--- start of Passage shown ---
3.0 Data and Methodology
Day and nighttime High Resolution Picture Transmission (HRPT), Global Area Coverage (GAC), Local Area coverage (LAC); AVHRR datasets available from Indian Institute of Technology Roorkee-Satellite Earth Station, India (IITR-SES) and from National Environmental Satellite Data and Information Service (NESDIS) website; were mainly used in this study. Data from other satellites thermal sensors like Moderate Resolution Imaging Spectroradiometer (MODIS) on board Terra/Aqua satellites, Special Sensor Microwave Imager (SSM/I) on board DMSP satellites (SSM/I-DMSP) were also used. NOAA-HRPT has a spatial resolution of 1.1 km and a temperature resolution of 0.5° C. LST time series maps were prepared for day and night data sets.

Data calibration and temperature calculation is based on the Becker and Li (1990) split window algorithm, which uses the differential absorption effect in channel 4 and 5 of NOAA-AVHRR. A user specified temperature range for daytime as well as nighttime scenes was specified in each case. Temperature outside this range was masked. Cloud covers were delineated and avoided for any temperature calculation. Image co-registration and correction for different satellite view angles were not done since any image overlay analysis was not intended. Wherever, available air temperature data for previous and subsequent years along with the year of earthquake occurrence was collected and Temperature Variation Curves (TVCs) and Normal Curves were generated. A comparison has shown that the difference of LST and air temperature is within +/- 1° C. In the present study air temperature data has been used to support LST analysis. This means that just based on air temperature data such study of pre-earthquake thermal anomaly would not be possible logically from spatial point of view (Choudhury et al., 2006).
--- end of Passage shown ---
--- start of Dataset section ---
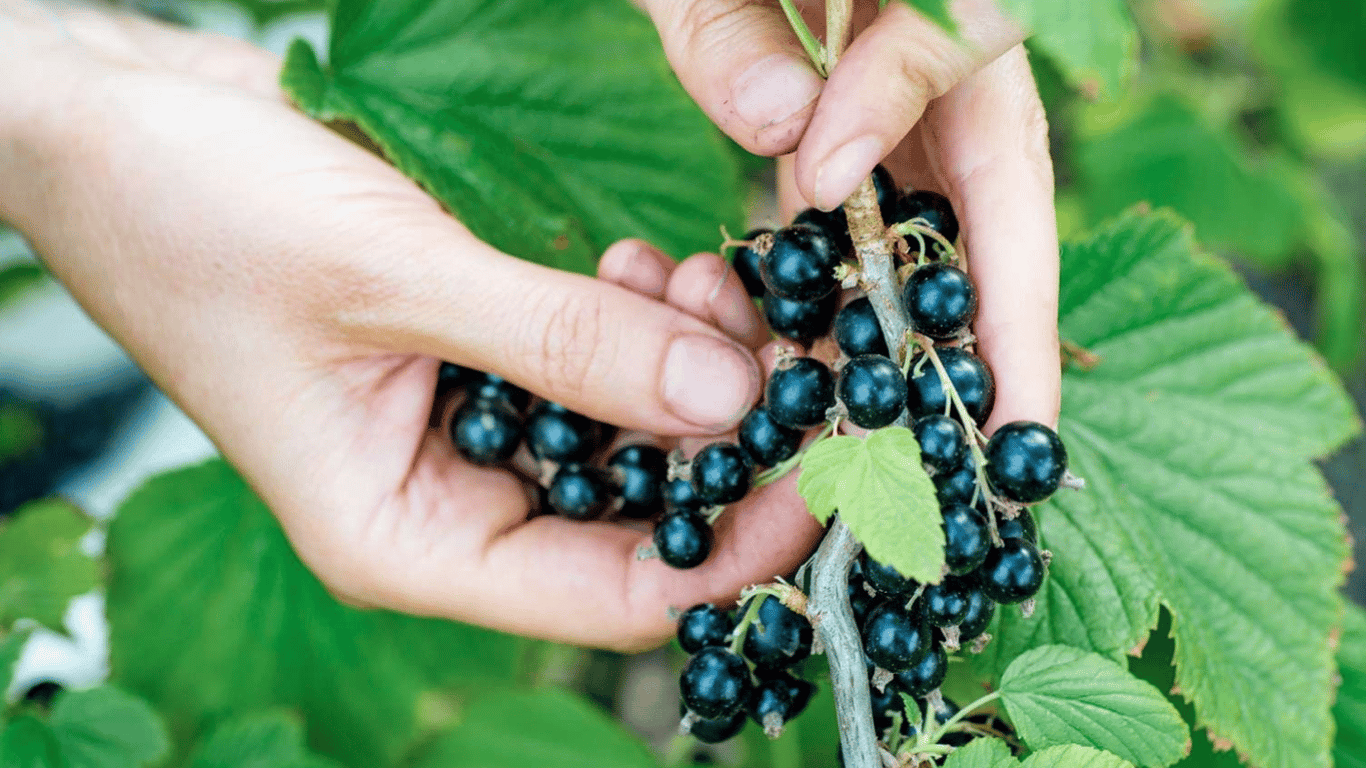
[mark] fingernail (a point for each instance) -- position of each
--- end of Dataset section ---
Using the methodology section above, name the AVHRR dataset types the study mainly used, giving each one's full name and abbreviation.

Output
- High Resolution Picture Transmission (HRPT)
- Global Area Coverage (GAC)
- Local Area coverage (LAC)